Exercise goal: Set down, word for word, the part of the passage on government tax revenue starting at "In notes released" and ending at "1.1%, above forecast.".

Text block:
_ _ _

The Government's taxation revenue continues to lag the Treasury's forecasts, although when compared with last year the $32.5 billion received in the six months ended December is ahead of the previous corresponding period.
The Treasury had forecast the Government would receive $32.48 billion in tax in the six months but the actual amount received was 14% below forecast.
However, the $32.5billion was more than a $1 billion actually achieved in the six months ended December 2014.
In notes released yesterday with the Crown accounts, the Treasury said core Crown revenue was lower than forecast largely due to core Crown interest revenue being $204 million lower than forecast.
While overall core Crown tax revenue was close to forecast, there were two tax types which had large offsetting effects.
Corporate tax of $246million was 5.9% below forecast, mainly as a result of lower-than-forecast provisional tax.
Source deductions were $150million, or 1.1%, above forecast.
Labour market data released for the December quarter showed total labour income growth was stronger than forecast in the quarter.
"This suggests some of this favourable variance may be permanent, and presented upside risk to the full-year result for this tax type,'' the Treasury said.

_ _ _

Data shown:
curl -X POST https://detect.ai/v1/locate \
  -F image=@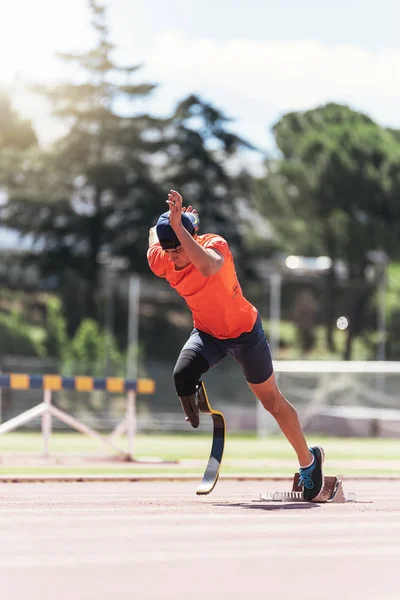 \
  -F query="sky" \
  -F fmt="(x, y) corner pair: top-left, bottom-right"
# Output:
(0, 0), (400, 168)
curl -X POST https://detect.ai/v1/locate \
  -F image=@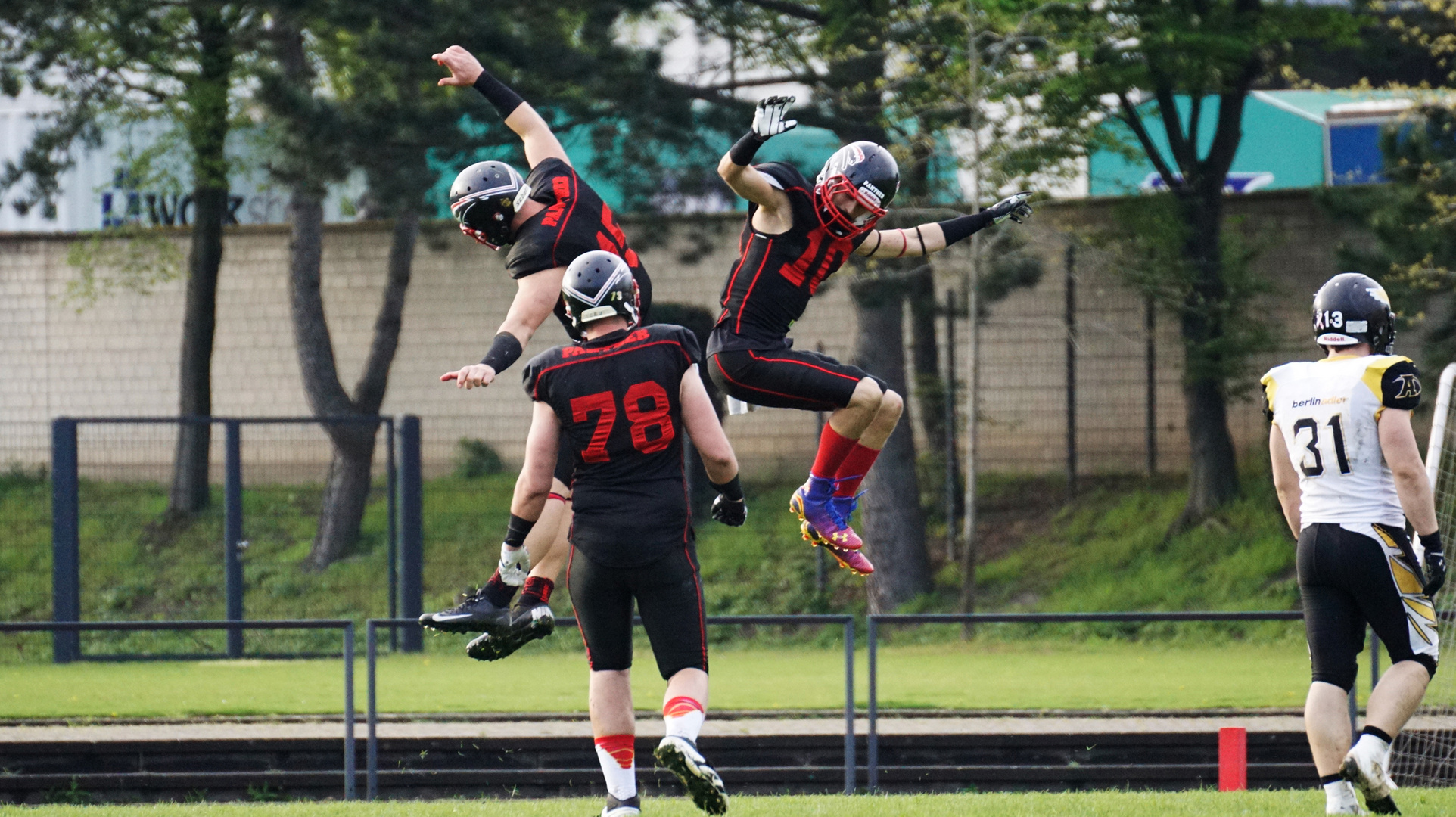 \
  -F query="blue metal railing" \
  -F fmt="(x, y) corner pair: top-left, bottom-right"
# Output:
(0, 619), (358, 800)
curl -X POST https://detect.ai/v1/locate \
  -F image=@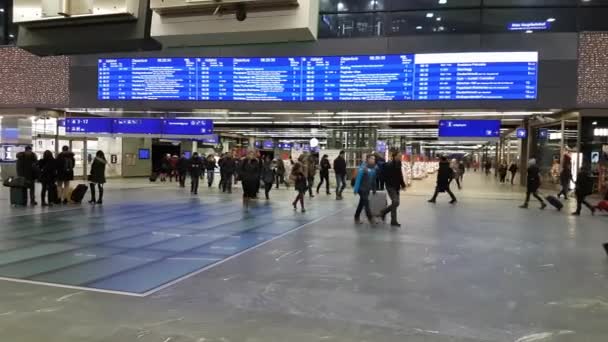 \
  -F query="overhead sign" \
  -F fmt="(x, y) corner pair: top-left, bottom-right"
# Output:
(97, 50), (548, 102)
(507, 21), (551, 31)
(439, 120), (500, 139)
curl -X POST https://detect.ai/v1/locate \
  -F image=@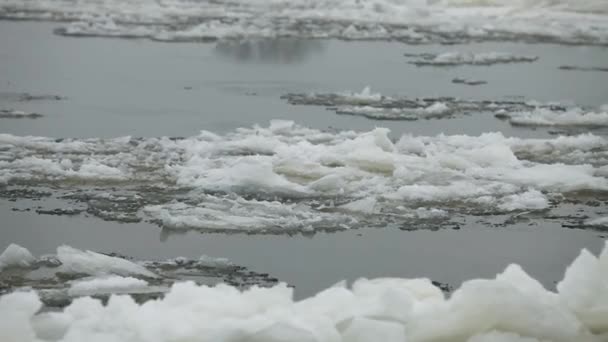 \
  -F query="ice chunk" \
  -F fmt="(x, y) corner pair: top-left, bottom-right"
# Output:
(585, 217), (608, 226)
(410, 51), (538, 66)
(0, 243), (36, 270)
(0, 243), (608, 342)
(342, 318), (406, 342)
(57, 246), (157, 278)
(68, 276), (148, 296)
(506, 108), (608, 127)
(0, 292), (42, 342)
(498, 190), (549, 211)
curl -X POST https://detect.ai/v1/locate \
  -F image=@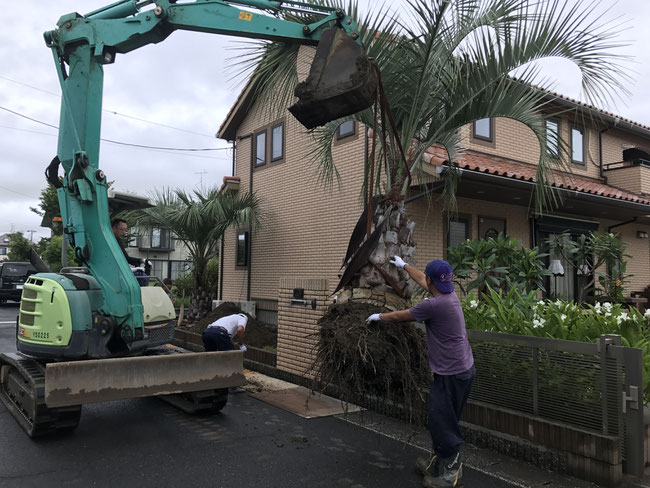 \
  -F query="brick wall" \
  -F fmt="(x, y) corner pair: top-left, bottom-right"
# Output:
(277, 278), (331, 378)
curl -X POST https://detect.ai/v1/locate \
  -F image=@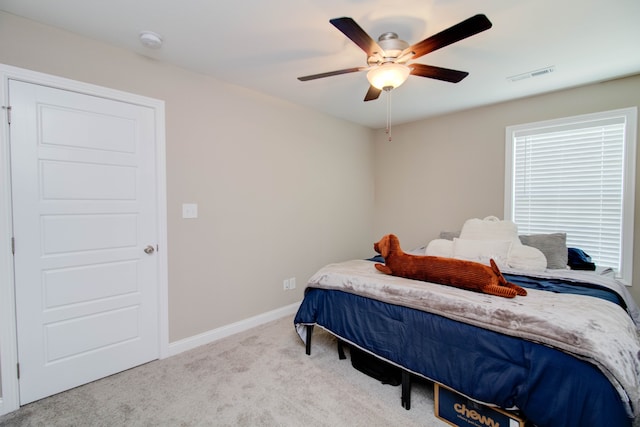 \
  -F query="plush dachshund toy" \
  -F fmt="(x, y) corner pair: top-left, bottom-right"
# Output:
(373, 234), (527, 298)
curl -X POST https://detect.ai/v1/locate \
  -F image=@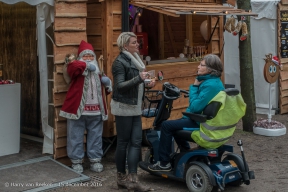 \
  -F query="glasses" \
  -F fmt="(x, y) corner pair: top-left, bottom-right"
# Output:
(200, 63), (206, 67)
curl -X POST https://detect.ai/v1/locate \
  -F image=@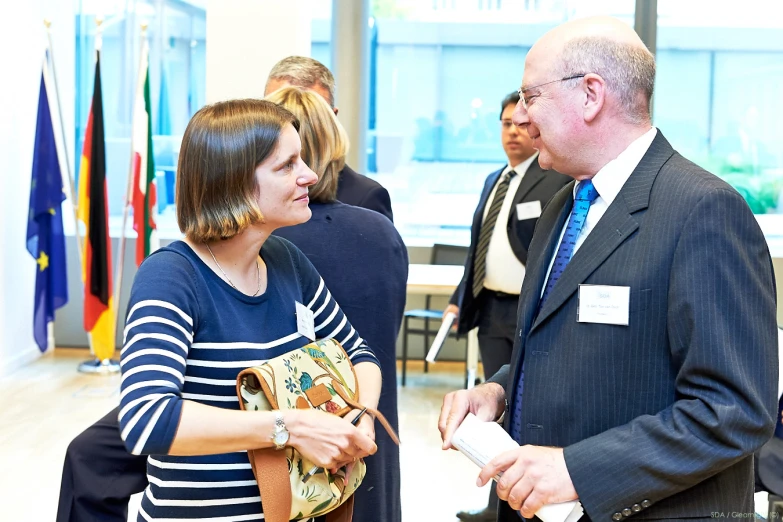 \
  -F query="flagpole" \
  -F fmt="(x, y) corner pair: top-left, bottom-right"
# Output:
(114, 22), (149, 339)
(77, 17), (120, 375)
(44, 19), (84, 272)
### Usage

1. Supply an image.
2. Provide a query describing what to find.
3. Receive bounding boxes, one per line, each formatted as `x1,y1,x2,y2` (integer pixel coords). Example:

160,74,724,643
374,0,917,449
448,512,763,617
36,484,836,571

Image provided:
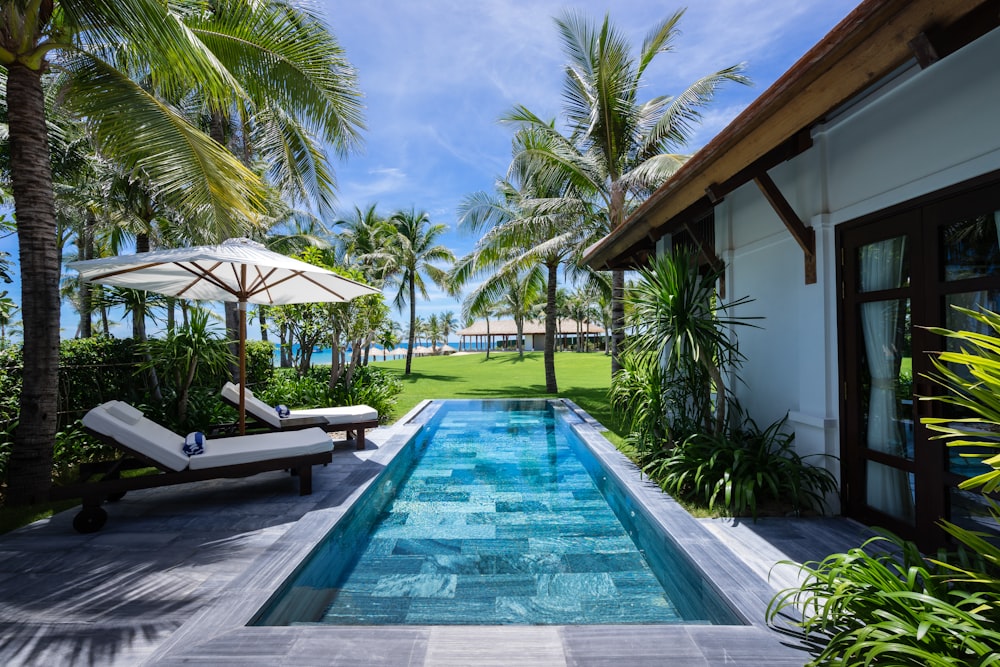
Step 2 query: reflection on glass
858,236,910,292
950,488,1000,545
941,211,1000,280
866,461,916,525
945,290,1000,334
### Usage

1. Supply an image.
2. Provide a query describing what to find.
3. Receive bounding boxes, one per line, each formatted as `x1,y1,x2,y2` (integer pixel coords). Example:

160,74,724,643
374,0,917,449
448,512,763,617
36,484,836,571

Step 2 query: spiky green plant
767,307,1000,667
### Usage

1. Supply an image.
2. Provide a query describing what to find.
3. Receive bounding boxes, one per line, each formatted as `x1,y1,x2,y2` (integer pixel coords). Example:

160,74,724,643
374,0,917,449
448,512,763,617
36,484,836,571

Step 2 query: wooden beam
585,0,998,266
684,222,726,299
753,172,816,285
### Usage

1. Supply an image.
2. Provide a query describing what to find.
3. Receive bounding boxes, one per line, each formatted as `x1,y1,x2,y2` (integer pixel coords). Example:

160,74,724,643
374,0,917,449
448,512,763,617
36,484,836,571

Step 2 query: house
457,318,604,352
586,0,1000,547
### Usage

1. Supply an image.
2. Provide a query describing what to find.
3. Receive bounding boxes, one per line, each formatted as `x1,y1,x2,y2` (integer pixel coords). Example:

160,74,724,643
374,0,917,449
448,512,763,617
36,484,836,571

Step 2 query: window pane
858,236,910,292
867,461,915,524
950,488,1000,545
860,299,913,459
941,211,1000,280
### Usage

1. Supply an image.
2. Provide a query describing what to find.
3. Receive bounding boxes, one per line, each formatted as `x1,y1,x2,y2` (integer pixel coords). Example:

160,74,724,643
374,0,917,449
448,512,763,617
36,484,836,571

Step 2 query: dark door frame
835,171,1000,549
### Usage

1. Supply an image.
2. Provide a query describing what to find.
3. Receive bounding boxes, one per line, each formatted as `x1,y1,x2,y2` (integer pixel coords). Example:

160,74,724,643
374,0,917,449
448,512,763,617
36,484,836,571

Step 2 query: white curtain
860,236,914,521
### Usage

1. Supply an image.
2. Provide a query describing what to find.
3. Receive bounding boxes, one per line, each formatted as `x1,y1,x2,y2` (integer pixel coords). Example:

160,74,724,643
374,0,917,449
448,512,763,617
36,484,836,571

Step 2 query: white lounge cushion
82,401,189,471
107,401,142,424
222,382,281,428
185,428,333,470
222,382,378,428
289,405,378,424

_ _ _

The result:
In notes released yesterday with the Crown accounts, the Treasury said core Crown revenue was lower than forecast largely due to core Crown interest revenue being $204 million lower than forecast.
While overall core Crown tax revenue was close to forecast, there were two tax types which had large offsetting effects.
Corporate tax of $246million was 5.9% below forecast, mainly as a result of lower-than-forecast provisional tax.
Source deductions were $150million, or 1.1%, above forecast.